WRITTEN REQUEST — Copy out the listing that follows exactly, dropping every picture.

SUPPLIED ENTRIES —
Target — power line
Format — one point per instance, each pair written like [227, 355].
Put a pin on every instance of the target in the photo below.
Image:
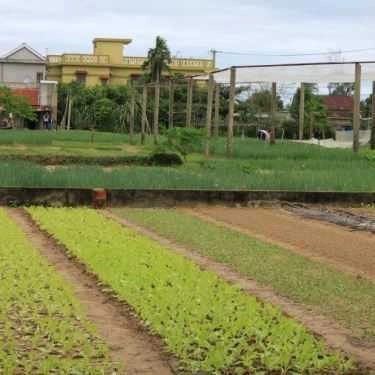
[338, 52]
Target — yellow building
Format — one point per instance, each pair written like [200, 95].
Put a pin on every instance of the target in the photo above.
[108, 65]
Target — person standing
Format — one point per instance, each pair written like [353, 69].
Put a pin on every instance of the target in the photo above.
[46, 120]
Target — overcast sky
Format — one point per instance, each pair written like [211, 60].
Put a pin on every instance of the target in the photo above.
[193, 27]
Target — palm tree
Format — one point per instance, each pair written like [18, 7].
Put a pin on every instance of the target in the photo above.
[158, 60]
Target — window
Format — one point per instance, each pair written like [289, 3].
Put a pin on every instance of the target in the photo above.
[81, 77]
[104, 80]
[39, 76]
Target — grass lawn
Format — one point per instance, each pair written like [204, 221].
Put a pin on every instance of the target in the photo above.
[345, 298]
[285, 166]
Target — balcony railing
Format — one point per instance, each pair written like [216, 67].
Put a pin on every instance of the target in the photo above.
[78, 59]
[176, 63]
[20, 85]
[128, 61]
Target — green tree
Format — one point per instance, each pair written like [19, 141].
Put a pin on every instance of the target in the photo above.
[341, 89]
[18, 105]
[158, 59]
[104, 108]
[316, 114]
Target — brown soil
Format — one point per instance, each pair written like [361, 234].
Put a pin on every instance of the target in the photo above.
[336, 337]
[344, 249]
[129, 344]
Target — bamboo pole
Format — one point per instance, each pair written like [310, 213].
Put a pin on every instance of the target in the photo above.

REPLY TO THE EXERCISE —
Target — power line
Format — one point per instance, each pair written like [227, 355].
Put a pin on every instance of the target in the photo below.
Image:
[338, 52]
Target — yellow building
Format — one point per instance, each pair written like [200, 95].
Put a pin on every instance of the target in the photo above.
[108, 65]
Target — person standing
Format — one point per instance, each pair written like [353, 69].
Put a pin on every instance of the target in the photo above.
[46, 120]
Target — overcast sky
Format — one point per instance, each pair written like [211, 60].
Put a pin on every instance of the target in the photo above.
[193, 27]
Target — palm tree
Format — one point per instance, each pair written like [18, 7].
Put a pin on every instance of the target in the photo above.
[158, 60]
Target — window
Format — one point per instance, each pair written like [289, 3].
Put a pin on every instance of the target in the photo above.
[81, 77]
[104, 80]
[39, 76]
Target — grass lawn
Format — one point per instance, each pair written like [204, 221].
Put a pin on every instance of the target in the photo above.
[345, 298]
[285, 166]
Target — balcony railing
Format — one point per instance, each pair written like [216, 67].
Put a pin on every instance of the target in the photo above.
[78, 59]
[176, 63]
[20, 85]
[128, 61]
Target — green tree
Format — one point per instance, each pair written like [19, 141].
Put a pin on every instance of the target in the photo above.
[341, 89]
[18, 105]
[158, 59]
[104, 108]
[316, 114]
Target — brown soil
Format — one point per instance, each pair written like [361, 234].
Put a pin on every instance of the target in the photo above.
[336, 337]
[344, 249]
[129, 344]
Target — bamboo pole
Format — one point per instance, each pair written like [310, 213].
Put a pin on every instance of the target in the photo above.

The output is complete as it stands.